## DIRECTIONS
Find the string "coordinates" in the listing and report every line that has it.

## SOURCE DATA

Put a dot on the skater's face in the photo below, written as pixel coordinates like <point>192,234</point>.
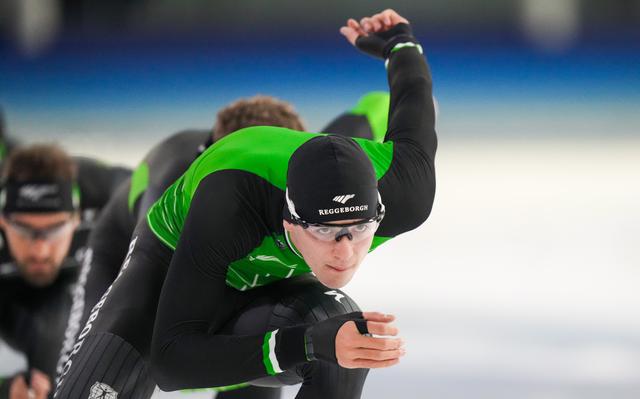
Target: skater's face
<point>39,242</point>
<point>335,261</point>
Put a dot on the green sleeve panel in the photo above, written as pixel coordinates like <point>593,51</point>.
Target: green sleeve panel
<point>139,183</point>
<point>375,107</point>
* * *
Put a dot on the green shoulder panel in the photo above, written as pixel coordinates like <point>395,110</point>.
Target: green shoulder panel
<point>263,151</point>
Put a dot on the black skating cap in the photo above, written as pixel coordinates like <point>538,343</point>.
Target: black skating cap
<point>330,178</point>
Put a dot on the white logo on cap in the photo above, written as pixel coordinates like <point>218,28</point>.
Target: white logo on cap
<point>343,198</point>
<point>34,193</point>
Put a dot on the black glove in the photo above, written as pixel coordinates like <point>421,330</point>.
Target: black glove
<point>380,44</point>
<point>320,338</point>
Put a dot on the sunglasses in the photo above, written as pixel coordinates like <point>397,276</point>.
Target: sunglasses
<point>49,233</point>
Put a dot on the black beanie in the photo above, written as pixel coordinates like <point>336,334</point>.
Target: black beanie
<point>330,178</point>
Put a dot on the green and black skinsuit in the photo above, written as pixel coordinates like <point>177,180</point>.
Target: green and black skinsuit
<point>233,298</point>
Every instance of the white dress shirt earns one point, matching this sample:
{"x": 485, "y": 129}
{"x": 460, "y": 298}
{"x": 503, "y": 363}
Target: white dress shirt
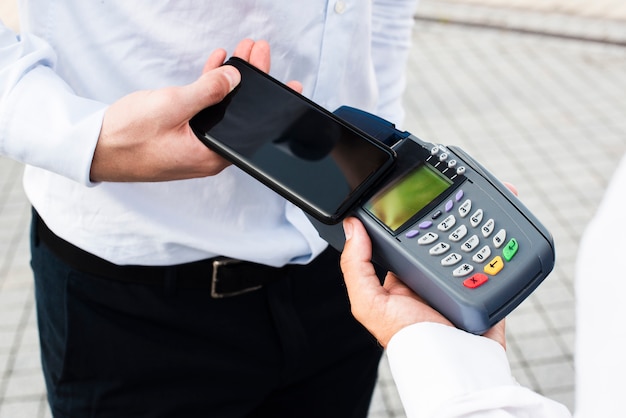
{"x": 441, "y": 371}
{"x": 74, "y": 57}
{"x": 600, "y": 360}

## RESPONSE BELOW
Put a dot on the skater's face in the photo below, written as pixel coordinates like <point>192,234</point>.
Put a dot on the green sleeve panel in the photo above, written as pixel coordinates like <point>593,51</point>.
Put a dot on the green shoulder panel in the photo above, written as pixel coordinates like <point>395,110</point>.
Put a dot on the black skating cap in the photo above, written as pixel coordinates like <point>538,343</point>.
Put a dot on the white logo on cap in the photo above, written as pixel coordinates like <point>218,28</point>.
Put a dot on the black glove in the photo above, written as pixel coordinates like <point>421,330</point>.
Put a dot on the sunglasses in the photo above, written as pixel coordinates like <point>397,276</point>.
Put a dot on the black beanie in the photo above, written as pixel coordinates like <point>336,334</point>.
Put a dot on the green and black skinsuit in the photo above, written as pixel coordinates like <point>177,180</point>.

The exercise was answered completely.